November 25, 2005
Regan Heath wrote:
> 
> This doesn't proove anything but it suggests that using a dchar sized
>  variable for characters will have little or no real effect on performance.. maybe, a conclusive test should really be made.

Well, the neat thing here is that since i/o is inherently very slow, at that particular point one can afford to do just about anything -- for free, so to say!

I/o goes to/from the display, to a file, to the net, to the printer. They're all so slow that I'd say one can do the transformations ten times over(!), and nobody could see the difference.

Probably, Walter's so familiar with this idea that he hardly noticed. So he instinctively was liberal with clock cycles in the right place. (No use optimising to death where it doesn't count. Pun intended.)

What I left out from the i/o list above was pipes. But on a Windows machine I guess that's slow anyhow. So we're left with Unix command line chaining, which I guess is about the only place where one would see a difference. (And even there the data ultimately comes from the disk (or the others) and goes somewhere. At least in real life.)
==================================================
▶ **QUESTIONS TO ANSWER**
a – Quote the forum post on i/o performance from "Well, the neat" to "see the difference.".
b – Answer these questions using the forum post on i/o performance:
(i) Which four destinations of i/o does the author list?
(ii) What kind of i/o does the author say was left out of that list?
(iii) In what setting does the author guess a difference would actually be seen?
c – Carry on writing the forum post on i/o performance from the point where it stops.
The data after this point has no connection to the forum post on i/o performance.

▶ **DATASET CONTENT**
==================================================
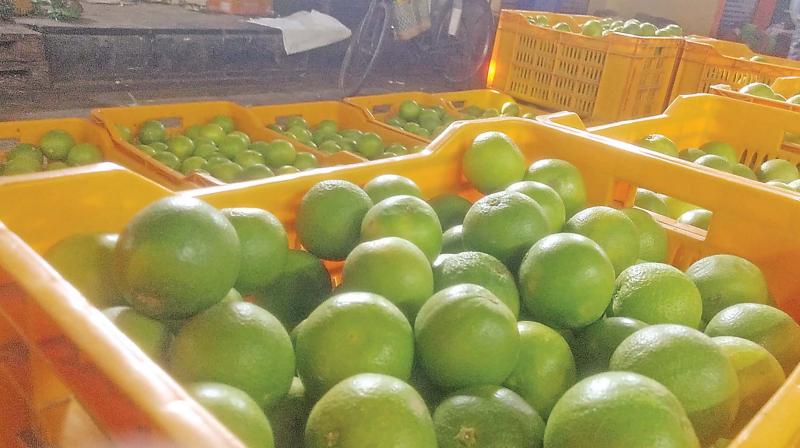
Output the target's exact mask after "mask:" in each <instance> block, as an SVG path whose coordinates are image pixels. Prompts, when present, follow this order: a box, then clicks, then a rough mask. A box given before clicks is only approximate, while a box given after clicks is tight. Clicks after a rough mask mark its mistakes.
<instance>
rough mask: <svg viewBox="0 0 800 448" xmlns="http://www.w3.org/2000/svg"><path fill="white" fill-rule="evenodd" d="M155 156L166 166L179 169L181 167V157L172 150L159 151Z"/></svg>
==================================================
▶ **RESPONSES TO THE EXERCISE**
a –
Well, the neat thing here is that since i/o is inherently very slow, at that particular point one can afford to do just about anything -- for free, so to say!

I/o goes to/from the display, to a file, to the net, to the printer. They're all so slow that I'd say one can do the transformations ten times over(!), and nobody could see the difference.

b –
(i) The display, a file, the net, and the printer.
(ii) Pipes.
(iii) Unix command line chaining.

c –
---

This actually gives an idea: to compare the efficiency of the different UTF widths in some specific job, it might be a good idea to first have the input data collected in memory, then time whatever operations one wants to test, and then "stop the clock" before either the output or the discard of the resultant data. (Oh yes, and large datasets should absolutely be tested on a quiet machine, or they will get swapped out inbetween. So a single-user mode unix might be pretty close to what's needed.)

Similarly, when one talks about the real-life efficiency of utf-this or utf-that, it is _imperative_ to include the i/o (as from+to disk or whatever) in the comparisons.

November 25, 2005
On Thu, 24 Nov 2005 23:12:45 -0800, kris <fu@bar.org> wrote:
> Regan Heath wrote:
>> On Thu, 24 Nov 2005 22:19:33 -0800, kris <fu@bar.org> wrote:
>>  <snip good advice>
>>
>>> I stongly suspect, based on experience, that you'd end up with a  class-based interface anyway. And why not? What on earth is wrong with  classes? Especially when they're native to the language?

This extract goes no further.